▶ **What the exercise asks**
Give the data again exactly as it is written.

[Point localization data]
=-=-=

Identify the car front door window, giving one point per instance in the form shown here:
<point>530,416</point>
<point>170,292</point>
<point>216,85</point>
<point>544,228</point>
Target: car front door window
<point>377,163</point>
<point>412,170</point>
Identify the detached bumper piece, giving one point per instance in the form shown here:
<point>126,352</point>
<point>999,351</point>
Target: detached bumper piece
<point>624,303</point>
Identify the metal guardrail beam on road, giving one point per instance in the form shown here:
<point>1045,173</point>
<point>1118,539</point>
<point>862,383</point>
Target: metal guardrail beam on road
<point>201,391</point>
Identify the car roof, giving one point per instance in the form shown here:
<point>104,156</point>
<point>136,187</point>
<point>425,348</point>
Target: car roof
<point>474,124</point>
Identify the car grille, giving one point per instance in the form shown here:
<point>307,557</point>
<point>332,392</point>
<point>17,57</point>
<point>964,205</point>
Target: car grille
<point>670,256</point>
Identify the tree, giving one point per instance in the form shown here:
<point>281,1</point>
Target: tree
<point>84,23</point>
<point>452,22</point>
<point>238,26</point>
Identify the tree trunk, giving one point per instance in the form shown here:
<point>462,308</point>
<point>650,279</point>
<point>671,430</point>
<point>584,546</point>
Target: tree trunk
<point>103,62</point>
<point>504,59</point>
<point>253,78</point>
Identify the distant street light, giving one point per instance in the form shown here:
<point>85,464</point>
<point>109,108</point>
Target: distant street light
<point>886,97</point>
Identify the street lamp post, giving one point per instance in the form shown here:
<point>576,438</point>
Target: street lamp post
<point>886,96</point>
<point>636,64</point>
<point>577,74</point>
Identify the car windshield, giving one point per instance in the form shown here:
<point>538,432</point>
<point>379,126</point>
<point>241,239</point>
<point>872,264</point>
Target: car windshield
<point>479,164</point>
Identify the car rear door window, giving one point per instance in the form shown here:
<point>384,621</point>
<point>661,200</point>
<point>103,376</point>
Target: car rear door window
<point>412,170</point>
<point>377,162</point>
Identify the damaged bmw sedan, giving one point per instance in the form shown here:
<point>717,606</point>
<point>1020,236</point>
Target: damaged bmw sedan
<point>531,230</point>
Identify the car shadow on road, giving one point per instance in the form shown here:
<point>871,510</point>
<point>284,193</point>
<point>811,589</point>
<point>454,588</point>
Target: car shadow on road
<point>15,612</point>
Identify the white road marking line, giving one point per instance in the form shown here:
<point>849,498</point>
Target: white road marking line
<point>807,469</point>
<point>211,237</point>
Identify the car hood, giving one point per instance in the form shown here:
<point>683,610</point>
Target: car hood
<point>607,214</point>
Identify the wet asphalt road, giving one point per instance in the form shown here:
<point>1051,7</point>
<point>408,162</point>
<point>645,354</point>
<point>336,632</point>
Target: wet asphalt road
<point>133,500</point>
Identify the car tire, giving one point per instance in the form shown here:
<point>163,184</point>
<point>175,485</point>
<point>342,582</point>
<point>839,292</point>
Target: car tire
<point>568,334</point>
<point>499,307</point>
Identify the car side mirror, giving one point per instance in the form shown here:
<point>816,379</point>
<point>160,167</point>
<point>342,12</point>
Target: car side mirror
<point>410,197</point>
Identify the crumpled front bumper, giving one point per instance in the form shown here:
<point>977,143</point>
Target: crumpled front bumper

=-=-=

▶ **Output below**
Identify the car front door window, giving one point per instance in the form shown here:
<point>530,416</point>
<point>170,292</point>
<point>216,85</point>
<point>544,228</point>
Target: car front door window
<point>377,163</point>
<point>412,170</point>
Identify the detached bumper piece, giving one point per instance in the form shown here:
<point>126,352</point>
<point>999,351</point>
Target: detached bumper piece
<point>624,303</point>
Identify the metal guardrail beam on road, giving one point per instance in the form shown here:
<point>1045,173</point>
<point>1118,539</point>
<point>862,383</point>
Target: metal guardrail beam on road
<point>201,391</point>
Identify the car roof, giving one point per instance in the form shown here:
<point>104,156</point>
<point>136,187</point>
<point>425,348</point>
Target: car roof
<point>474,124</point>
Identify the car grille, giving one point per instance in the form shown here:
<point>307,557</point>
<point>332,392</point>
<point>17,57</point>
<point>964,205</point>
Target: car grille
<point>670,256</point>
Identify the tree, giving one point per instance in the form shown here:
<point>281,1</point>
Target: tree
<point>84,23</point>
<point>452,22</point>
<point>238,26</point>
Identify the tree trunk, giving one point per instance in the form shown here:
<point>462,308</point>
<point>650,279</point>
<point>671,430</point>
<point>584,546</point>
Target: tree trunk
<point>103,62</point>
<point>504,59</point>
<point>253,78</point>
Identify the distant street light, giving one point per instance in the form shown here:
<point>85,464</point>
<point>109,108</point>
Target: distant street light
<point>886,97</point>
Identify the street lamp post, giving one point per instance in the form shown here:
<point>576,438</point>
Target: street lamp post
<point>886,96</point>
<point>636,64</point>
<point>577,74</point>
Identify the car windshield, giving one point per instance in the form shown here:
<point>538,432</point>
<point>379,126</point>
<point>241,239</point>
<point>872,264</point>
Target: car windshield
<point>479,164</point>
Identify the car rear door window, giving one point per instance in the form shown here:
<point>384,621</point>
<point>661,200</point>
<point>103,376</point>
Target: car rear door window
<point>412,170</point>
<point>377,162</point>
Identify the damaged bmw sedan, giving one point per instance in the form shown here:
<point>717,606</point>
<point>1020,236</point>
Target: damaged bmw sedan
<point>531,230</point>
Identify the car shadow on road, giving one point per instance in the form shown here:
<point>871,510</point>
<point>284,193</point>
<point>811,589</point>
<point>454,588</point>
Target: car shadow on road
<point>15,612</point>
Identify the white road marking line, giving one point per instance in the form shown here:
<point>849,498</point>
Target: white road marking line
<point>807,469</point>
<point>211,237</point>
Identify the car hood, giving one point per instance in the form shown here:
<point>683,610</point>
Target: car hood
<point>607,214</point>
Identify the wet asphalt road, giving one point per instance in the form shown here:
<point>1051,7</point>
<point>408,162</point>
<point>645,354</point>
<point>336,632</point>
Target: wet asphalt road
<point>133,500</point>
Identify the car tire, giving one point per instance in the form shown here:
<point>163,184</point>
<point>175,485</point>
<point>342,582</point>
<point>839,292</point>
Target: car tire
<point>568,334</point>
<point>499,307</point>
Identify the car side mirror, giving one point per instance in the form shown here:
<point>816,379</point>
<point>160,167</point>
<point>342,12</point>
Target: car side mirror
<point>410,197</point>
Identify the crumpled front bumper, giving one point per instance in the form shown here:
<point>977,143</point>
Target: crumpled front bumper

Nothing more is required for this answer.